Go through the items below and copy out every line that contains the string "seated". Case counts.
= = = = = = =
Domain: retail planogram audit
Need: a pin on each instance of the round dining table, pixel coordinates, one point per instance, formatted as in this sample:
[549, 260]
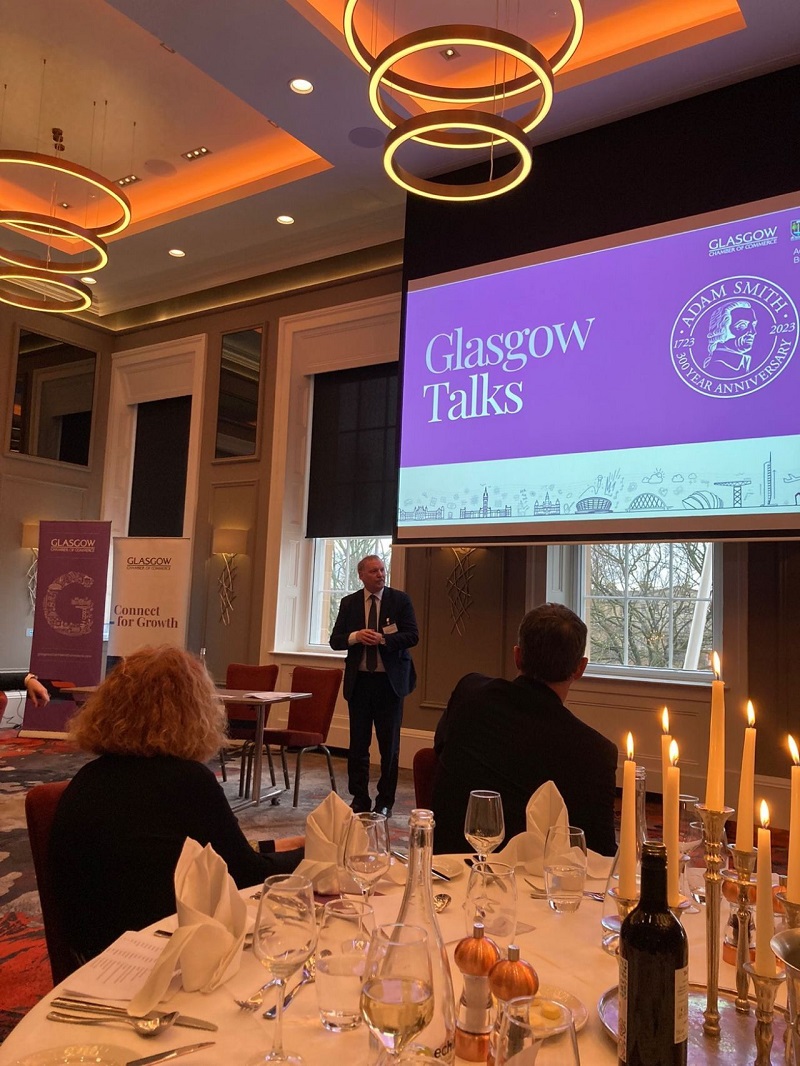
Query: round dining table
[564, 949]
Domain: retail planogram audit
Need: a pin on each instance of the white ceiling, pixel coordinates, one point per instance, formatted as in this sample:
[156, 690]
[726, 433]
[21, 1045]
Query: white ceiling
[222, 80]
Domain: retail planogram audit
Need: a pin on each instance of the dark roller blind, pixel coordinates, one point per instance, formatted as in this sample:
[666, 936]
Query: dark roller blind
[160, 463]
[352, 488]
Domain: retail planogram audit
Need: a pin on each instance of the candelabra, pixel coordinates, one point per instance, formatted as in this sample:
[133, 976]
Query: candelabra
[714, 822]
[744, 866]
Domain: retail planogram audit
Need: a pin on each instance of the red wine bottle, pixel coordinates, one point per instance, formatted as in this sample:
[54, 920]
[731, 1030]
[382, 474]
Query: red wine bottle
[654, 974]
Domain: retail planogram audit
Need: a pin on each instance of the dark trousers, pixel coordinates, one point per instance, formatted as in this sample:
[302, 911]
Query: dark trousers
[373, 703]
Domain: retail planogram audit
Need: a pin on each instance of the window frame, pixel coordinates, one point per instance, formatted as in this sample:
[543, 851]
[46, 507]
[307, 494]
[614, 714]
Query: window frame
[566, 577]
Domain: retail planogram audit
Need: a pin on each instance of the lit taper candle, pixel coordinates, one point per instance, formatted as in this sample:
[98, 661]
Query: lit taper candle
[765, 922]
[746, 809]
[715, 789]
[793, 871]
[671, 835]
[627, 826]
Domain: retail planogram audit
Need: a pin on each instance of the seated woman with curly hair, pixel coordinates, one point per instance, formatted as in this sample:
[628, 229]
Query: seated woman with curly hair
[122, 822]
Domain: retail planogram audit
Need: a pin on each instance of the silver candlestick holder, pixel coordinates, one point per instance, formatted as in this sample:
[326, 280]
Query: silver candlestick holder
[744, 867]
[766, 989]
[714, 823]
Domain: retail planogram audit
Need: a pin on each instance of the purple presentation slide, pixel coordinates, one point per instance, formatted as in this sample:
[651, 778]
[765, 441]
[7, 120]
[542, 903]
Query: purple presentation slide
[658, 373]
[682, 339]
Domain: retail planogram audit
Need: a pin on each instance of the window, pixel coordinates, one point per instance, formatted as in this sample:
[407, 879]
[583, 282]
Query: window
[649, 607]
[336, 575]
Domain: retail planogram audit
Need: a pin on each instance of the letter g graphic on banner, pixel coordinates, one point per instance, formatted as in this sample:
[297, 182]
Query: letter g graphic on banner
[83, 606]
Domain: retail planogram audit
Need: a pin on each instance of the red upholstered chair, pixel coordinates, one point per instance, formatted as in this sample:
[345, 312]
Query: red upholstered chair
[309, 720]
[242, 719]
[40, 809]
[424, 769]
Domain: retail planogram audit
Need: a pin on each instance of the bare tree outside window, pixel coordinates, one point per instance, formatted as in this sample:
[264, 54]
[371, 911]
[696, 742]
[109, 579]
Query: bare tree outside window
[649, 604]
[336, 575]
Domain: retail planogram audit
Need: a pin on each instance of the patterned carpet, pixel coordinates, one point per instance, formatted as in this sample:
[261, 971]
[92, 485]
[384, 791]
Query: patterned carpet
[25, 971]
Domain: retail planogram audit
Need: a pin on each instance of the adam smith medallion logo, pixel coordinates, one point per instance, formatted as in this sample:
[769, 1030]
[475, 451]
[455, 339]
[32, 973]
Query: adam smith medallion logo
[734, 337]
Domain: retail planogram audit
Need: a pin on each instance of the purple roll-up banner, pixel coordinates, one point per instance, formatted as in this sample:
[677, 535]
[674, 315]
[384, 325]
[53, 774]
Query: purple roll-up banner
[69, 614]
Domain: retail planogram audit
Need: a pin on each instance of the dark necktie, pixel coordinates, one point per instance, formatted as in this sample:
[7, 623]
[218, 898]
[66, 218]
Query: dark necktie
[372, 624]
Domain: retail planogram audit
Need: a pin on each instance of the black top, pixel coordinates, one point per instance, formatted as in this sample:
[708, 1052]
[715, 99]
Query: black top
[512, 737]
[116, 837]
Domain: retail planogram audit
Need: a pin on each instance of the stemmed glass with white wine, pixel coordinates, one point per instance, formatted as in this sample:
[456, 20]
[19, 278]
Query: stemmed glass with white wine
[484, 826]
[284, 936]
[397, 994]
[367, 851]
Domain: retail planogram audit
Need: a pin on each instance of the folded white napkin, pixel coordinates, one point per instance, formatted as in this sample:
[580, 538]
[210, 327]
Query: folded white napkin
[212, 919]
[325, 829]
[546, 807]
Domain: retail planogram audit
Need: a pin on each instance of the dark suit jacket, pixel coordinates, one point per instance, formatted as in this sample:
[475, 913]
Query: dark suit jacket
[395, 609]
[512, 737]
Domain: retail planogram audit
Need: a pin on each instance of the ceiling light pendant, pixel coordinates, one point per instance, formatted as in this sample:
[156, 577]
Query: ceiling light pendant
[37, 290]
[482, 125]
[37, 279]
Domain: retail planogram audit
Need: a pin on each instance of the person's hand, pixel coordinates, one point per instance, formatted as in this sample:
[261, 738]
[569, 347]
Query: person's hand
[36, 691]
[369, 636]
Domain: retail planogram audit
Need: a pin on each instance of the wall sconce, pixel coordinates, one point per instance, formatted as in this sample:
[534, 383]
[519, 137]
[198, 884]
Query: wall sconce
[30, 540]
[228, 544]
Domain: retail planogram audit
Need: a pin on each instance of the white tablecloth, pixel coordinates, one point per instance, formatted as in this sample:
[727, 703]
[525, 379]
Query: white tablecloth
[564, 949]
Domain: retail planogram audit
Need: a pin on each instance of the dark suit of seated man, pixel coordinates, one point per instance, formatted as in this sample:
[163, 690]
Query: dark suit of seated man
[512, 737]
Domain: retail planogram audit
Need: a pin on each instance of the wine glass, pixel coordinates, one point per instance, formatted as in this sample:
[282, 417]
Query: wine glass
[284, 936]
[484, 826]
[491, 899]
[367, 852]
[537, 1029]
[397, 994]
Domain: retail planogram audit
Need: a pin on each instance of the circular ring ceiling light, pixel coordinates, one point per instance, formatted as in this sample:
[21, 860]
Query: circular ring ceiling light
[74, 171]
[452, 128]
[46, 225]
[501, 129]
[78, 295]
[499, 41]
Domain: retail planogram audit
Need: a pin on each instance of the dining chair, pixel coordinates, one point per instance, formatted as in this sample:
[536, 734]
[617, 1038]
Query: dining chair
[425, 766]
[242, 719]
[40, 810]
[309, 720]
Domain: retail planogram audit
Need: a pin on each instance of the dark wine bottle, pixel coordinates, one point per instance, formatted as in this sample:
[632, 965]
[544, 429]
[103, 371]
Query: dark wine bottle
[654, 974]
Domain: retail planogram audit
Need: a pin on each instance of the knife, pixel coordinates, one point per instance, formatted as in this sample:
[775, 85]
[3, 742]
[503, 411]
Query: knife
[163, 1056]
[89, 1006]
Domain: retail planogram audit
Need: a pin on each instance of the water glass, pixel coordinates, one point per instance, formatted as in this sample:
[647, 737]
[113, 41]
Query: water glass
[346, 930]
[537, 1030]
[397, 994]
[564, 867]
[367, 851]
[484, 825]
[491, 898]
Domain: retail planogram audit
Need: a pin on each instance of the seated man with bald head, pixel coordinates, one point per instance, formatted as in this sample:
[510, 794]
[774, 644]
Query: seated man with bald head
[511, 737]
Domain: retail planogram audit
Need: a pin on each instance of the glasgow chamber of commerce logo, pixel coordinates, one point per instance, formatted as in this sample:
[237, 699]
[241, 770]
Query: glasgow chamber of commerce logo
= = = = = = =
*The answer*
Need: a pin on each instance of the seated woman with curly hair, pixel coordinates, one point per instance, formatted as in this sample:
Query: seated woman with curly hair
Need: a pin on each instance of the dark suit of seated man, pixel coordinates, one point per instance, formatted as in this sample:
Query: dark suit of seated man
Need: a pin on each instance of the seated man with bald head, pixel coordinates, one point per instance, formatted as in this sample:
Query: seated man with bald head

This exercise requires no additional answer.